- **PROBLEM REQUIREMENTS**:
Please rewrite everything from the entry containing "As a warehouse robot's perception module, locate apron" down to the last entry, keeping each request line unchanged and shifting every bounding-box coordinate in the answers up by 89.

::::

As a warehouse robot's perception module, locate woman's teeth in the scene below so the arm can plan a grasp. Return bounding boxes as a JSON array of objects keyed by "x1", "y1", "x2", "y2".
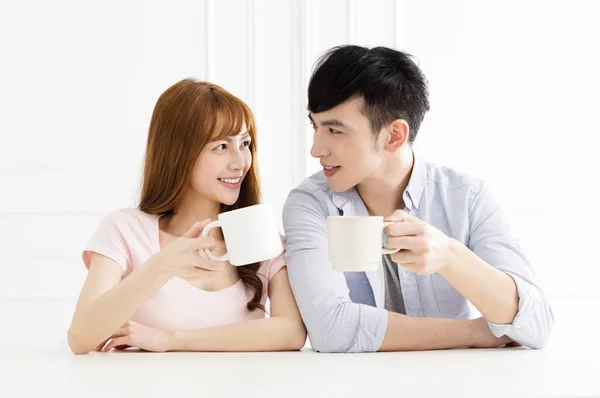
[{"x1": 219, "y1": 178, "x2": 241, "y2": 184}]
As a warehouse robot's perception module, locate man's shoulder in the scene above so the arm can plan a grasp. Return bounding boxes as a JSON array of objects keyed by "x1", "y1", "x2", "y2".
[
  {"x1": 283, "y1": 172, "x2": 333, "y2": 219},
  {"x1": 295, "y1": 171, "x2": 331, "y2": 196},
  {"x1": 422, "y1": 161, "x2": 484, "y2": 192}
]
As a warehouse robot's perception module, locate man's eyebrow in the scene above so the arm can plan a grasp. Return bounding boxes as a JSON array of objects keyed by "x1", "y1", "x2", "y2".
[
  {"x1": 225, "y1": 134, "x2": 250, "y2": 142},
  {"x1": 308, "y1": 113, "x2": 349, "y2": 128}
]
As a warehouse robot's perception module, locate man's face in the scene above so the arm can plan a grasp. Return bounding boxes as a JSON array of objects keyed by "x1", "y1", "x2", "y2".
[{"x1": 309, "y1": 98, "x2": 381, "y2": 192}]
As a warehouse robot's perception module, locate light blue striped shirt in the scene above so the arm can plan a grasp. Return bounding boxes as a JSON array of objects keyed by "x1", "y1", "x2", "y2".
[{"x1": 283, "y1": 157, "x2": 554, "y2": 352}]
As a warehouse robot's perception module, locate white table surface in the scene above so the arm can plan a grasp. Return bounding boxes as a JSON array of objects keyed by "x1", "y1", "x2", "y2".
[{"x1": 0, "y1": 300, "x2": 600, "y2": 398}]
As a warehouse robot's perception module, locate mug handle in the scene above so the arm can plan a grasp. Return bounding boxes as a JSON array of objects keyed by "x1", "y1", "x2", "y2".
[
  {"x1": 202, "y1": 220, "x2": 229, "y2": 261},
  {"x1": 382, "y1": 221, "x2": 400, "y2": 254}
]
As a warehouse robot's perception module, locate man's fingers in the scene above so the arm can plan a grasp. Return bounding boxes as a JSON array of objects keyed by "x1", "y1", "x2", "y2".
[
  {"x1": 182, "y1": 218, "x2": 210, "y2": 239},
  {"x1": 190, "y1": 236, "x2": 217, "y2": 250},
  {"x1": 385, "y1": 222, "x2": 425, "y2": 236}
]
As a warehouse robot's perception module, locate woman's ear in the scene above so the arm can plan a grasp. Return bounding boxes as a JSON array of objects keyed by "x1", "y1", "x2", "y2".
[{"x1": 384, "y1": 119, "x2": 410, "y2": 152}]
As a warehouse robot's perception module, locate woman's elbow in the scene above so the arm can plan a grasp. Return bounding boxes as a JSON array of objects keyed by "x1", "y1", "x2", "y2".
[
  {"x1": 67, "y1": 328, "x2": 91, "y2": 355},
  {"x1": 285, "y1": 321, "x2": 306, "y2": 351}
]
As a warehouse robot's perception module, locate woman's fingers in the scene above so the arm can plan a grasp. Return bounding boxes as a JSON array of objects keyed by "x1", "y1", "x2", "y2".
[
  {"x1": 182, "y1": 218, "x2": 210, "y2": 239},
  {"x1": 102, "y1": 335, "x2": 132, "y2": 352}
]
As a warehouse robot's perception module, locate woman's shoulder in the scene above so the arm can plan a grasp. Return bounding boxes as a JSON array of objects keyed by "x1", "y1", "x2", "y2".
[{"x1": 100, "y1": 207, "x2": 158, "y2": 228}]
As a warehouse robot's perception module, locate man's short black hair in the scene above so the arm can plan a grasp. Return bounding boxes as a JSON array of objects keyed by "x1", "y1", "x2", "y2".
[{"x1": 308, "y1": 45, "x2": 429, "y2": 143}]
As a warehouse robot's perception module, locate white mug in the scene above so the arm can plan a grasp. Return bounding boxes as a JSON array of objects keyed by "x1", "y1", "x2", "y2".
[
  {"x1": 327, "y1": 216, "x2": 399, "y2": 272},
  {"x1": 202, "y1": 204, "x2": 283, "y2": 267}
]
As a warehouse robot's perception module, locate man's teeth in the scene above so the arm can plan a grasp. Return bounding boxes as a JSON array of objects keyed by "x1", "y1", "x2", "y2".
[{"x1": 219, "y1": 178, "x2": 241, "y2": 184}]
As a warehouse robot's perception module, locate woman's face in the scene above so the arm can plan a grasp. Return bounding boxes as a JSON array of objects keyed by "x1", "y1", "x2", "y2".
[{"x1": 191, "y1": 128, "x2": 252, "y2": 206}]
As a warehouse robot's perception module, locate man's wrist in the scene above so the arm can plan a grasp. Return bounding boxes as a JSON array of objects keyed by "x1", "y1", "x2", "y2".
[{"x1": 438, "y1": 238, "x2": 468, "y2": 276}]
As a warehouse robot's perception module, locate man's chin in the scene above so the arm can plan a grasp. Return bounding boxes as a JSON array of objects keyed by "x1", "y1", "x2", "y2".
[{"x1": 327, "y1": 179, "x2": 354, "y2": 193}]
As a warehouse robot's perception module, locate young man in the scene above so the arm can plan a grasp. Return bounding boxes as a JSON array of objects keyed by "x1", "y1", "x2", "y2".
[{"x1": 283, "y1": 46, "x2": 554, "y2": 352}]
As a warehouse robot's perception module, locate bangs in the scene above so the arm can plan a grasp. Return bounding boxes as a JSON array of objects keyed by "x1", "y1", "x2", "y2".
[{"x1": 210, "y1": 93, "x2": 254, "y2": 141}]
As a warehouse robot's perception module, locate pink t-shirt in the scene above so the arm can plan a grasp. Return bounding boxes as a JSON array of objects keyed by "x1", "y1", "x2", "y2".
[{"x1": 83, "y1": 209, "x2": 285, "y2": 330}]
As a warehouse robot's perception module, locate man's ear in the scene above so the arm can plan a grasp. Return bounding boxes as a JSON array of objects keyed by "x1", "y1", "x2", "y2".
[{"x1": 384, "y1": 119, "x2": 410, "y2": 152}]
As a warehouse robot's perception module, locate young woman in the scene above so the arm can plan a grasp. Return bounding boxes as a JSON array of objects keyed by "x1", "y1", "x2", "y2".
[{"x1": 68, "y1": 79, "x2": 306, "y2": 354}]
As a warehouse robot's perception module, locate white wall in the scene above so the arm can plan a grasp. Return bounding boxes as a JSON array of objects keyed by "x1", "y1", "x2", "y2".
[{"x1": 0, "y1": 0, "x2": 600, "y2": 348}]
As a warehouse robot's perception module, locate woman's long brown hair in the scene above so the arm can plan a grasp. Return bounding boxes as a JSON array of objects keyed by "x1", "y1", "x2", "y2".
[{"x1": 139, "y1": 79, "x2": 265, "y2": 311}]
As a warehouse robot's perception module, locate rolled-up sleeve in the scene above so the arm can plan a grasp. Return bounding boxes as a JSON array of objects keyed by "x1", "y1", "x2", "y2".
[
  {"x1": 283, "y1": 186, "x2": 388, "y2": 352},
  {"x1": 467, "y1": 185, "x2": 554, "y2": 348}
]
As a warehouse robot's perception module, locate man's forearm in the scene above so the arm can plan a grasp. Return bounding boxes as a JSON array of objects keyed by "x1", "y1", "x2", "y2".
[
  {"x1": 439, "y1": 241, "x2": 519, "y2": 324},
  {"x1": 379, "y1": 312, "x2": 479, "y2": 351}
]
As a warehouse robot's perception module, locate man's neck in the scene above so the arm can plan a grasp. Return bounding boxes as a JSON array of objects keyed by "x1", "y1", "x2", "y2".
[{"x1": 356, "y1": 150, "x2": 414, "y2": 217}]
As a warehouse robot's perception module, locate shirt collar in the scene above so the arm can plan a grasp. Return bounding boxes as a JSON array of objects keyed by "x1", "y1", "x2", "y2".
[{"x1": 403, "y1": 156, "x2": 427, "y2": 210}]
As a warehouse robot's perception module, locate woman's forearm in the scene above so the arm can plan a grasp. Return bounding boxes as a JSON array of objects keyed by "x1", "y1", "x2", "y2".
[
  {"x1": 169, "y1": 317, "x2": 306, "y2": 351},
  {"x1": 68, "y1": 258, "x2": 172, "y2": 354}
]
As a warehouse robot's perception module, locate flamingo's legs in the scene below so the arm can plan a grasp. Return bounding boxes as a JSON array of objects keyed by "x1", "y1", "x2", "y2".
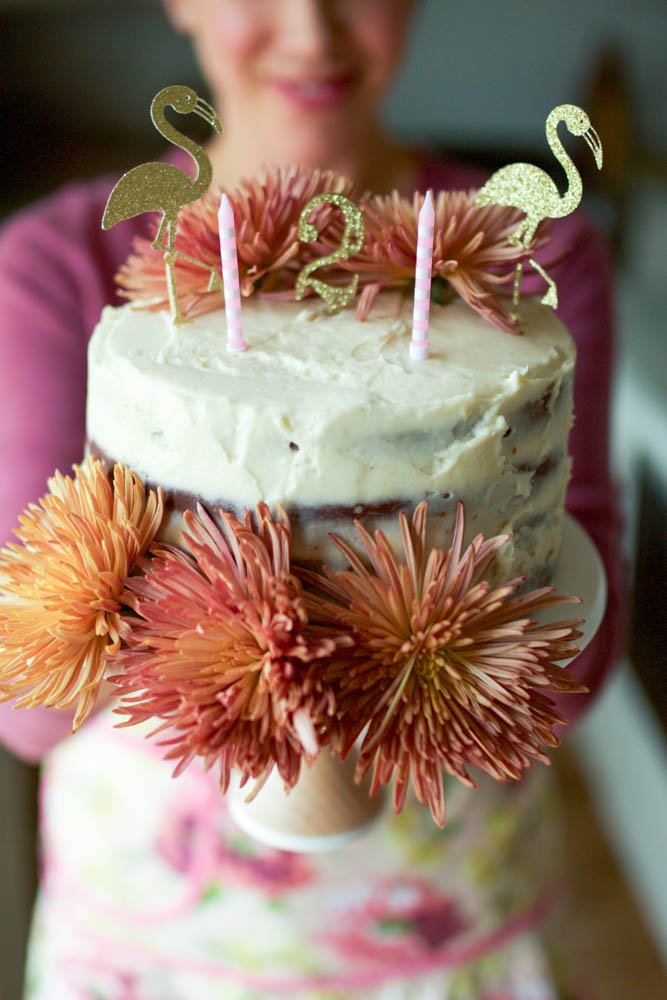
[
  {"x1": 152, "y1": 212, "x2": 222, "y2": 326},
  {"x1": 528, "y1": 257, "x2": 558, "y2": 309}
]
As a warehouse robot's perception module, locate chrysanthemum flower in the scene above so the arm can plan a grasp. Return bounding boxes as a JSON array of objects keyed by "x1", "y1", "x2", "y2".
[
  {"x1": 114, "y1": 504, "x2": 344, "y2": 792},
  {"x1": 303, "y1": 502, "x2": 584, "y2": 826},
  {"x1": 348, "y1": 191, "x2": 546, "y2": 333},
  {"x1": 0, "y1": 459, "x2": 163, "y2": 729},
  {"x1": 116, "y1": 167, "x2": 352, "y2": 316}
]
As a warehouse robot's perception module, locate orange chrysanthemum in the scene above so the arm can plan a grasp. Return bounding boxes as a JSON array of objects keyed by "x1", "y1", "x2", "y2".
[
  {"x1": 116, "y1": 167, "x2": 352, "y2": 316},
  {"x1": 350, "y1": 191, "x2": 546, "y2": 333},
  {"x1": 114, "y1": 504, "x2": 344, "y2": 792},
  {"x1": 302, "y1": 502, "x2": 584, "y2": 826},
  {"x1": 0, "y1": 459, "x2": 163, "y2": 729}
]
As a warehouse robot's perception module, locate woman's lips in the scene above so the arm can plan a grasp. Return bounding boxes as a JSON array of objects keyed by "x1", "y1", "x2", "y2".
[{"x1": 271, "y1": 73, "x2": 355, "y2": 111}]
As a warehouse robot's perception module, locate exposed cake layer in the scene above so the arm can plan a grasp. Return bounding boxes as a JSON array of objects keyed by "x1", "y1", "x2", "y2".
[{"x1": 88, "y1": 295, "x2": 574, "y2": 576}]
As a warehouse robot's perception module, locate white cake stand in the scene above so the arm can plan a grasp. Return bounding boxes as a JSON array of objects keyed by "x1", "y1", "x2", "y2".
[{"x1": 228, "y1": 514, "x2": 607, "y2": 853}]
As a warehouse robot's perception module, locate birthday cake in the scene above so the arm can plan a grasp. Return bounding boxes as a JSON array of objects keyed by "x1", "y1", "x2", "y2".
[
  {"x1": 87, "y1": 293, "x2": 575, "y2": 583},
  {"x1": 0, "y1": 150, "x2": 581, "y2": 825}
]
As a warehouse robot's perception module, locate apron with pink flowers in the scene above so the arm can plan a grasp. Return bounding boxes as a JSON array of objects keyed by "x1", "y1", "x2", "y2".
[{"x1": 26, "y1": 710, "x2": 596, "y2": 1000}]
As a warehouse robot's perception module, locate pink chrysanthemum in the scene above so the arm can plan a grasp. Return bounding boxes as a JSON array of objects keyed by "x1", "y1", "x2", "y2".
[
  {"x1": 113, "y1": 504, "x2": 341, "y2": 792},
  {"x1": 0, "y1": 459, "x2": 163, "y2": 729},
  {"x1": 350, "y1": 191, "x2": 546, "y2": 333},
  {"x1": 303, "y1": 502, "x2": 584, "y2": 826},
  {"x1": 116, "y1": 167, "x2": 352, "y2": 316}
]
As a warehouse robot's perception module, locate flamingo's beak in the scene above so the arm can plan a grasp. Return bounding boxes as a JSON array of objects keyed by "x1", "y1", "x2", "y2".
[
  {"x1": 584, "y1": 128, "x2": 602, "y2": 170},
  {"x1": 192, "y1": 97, "x2": 222, "y2": 135}
]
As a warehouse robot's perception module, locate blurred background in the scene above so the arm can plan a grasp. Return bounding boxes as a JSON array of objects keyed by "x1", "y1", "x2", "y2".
[{"x1": 0, "y1": 0, "x2": 667, "y2": 1000}]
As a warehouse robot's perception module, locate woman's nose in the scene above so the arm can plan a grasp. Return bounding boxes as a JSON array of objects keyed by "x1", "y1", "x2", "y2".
[{"x1": 272, "y1": 0, "x2": 339, "y2": 58}]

::::

- **EXERCISE RESULT**:
As a warehouse robot's perception module, locate apron with pink flowers in the scene above so the arm can plan a grasp. Return bounding boxes as a JSON array of objects keyed by "x1", "y1", "x2", "y2".
[{"x1": 115, "y1": 799, "x2": 685, "y2": 1089}]
As a warehouse robot's perception module, locate pink chrysanthemum in the scene above so the arm can plan a grasp. Return bounding boxes as a JSON array of objects keyed by "x1", "y1", "x2", "y2".
[
  {"x1": 202, "y1": 593, "x2": 430, "y2": 881},
  {"x1": 89, "y1": 548, "x2": 252, "y2": 818},
  {"x1": 439, "y1": 280, "x2": 635, "y2": 422},
  {"x1": 392, "y1": 591, "x2": 673, "y2": 915},
  {"x1": 205, "y1": 256, "x2": 441, "y2": 405}
]
As a warehouse robot's perception module, locate flamingo's beak in the scene above so the arm can plan a grasp. Return bounding boxes as a JSON array of objects keyed by "x1", "y1", "x2", "y2".
[
  {"x1": 673, "y1": 217, "x2": 691, "y2": 259},
  {"x1": 281, "y1": 186, "x2": 311, "y2": 224}
]
As a warehouse robot's perception module, locate blurred background in the scene above so the arm can plan a grasp. Return bounding boxes as a JSON array of objects keyed by "x1", "y1", "x2", "y2".
[{"x1": 89, "y1": 89, "x2": 756, "y2": 1089}]
As a warehouse robot's perception module, locate woman's nose in the scene above so the arm can plan a grasp. Return bounding boxes as a JSON array of objects keyed by "x1", "y1", "x2", "y2".
[{"x1": 361, "y1": 89, "x2": 428, "y2": 147}]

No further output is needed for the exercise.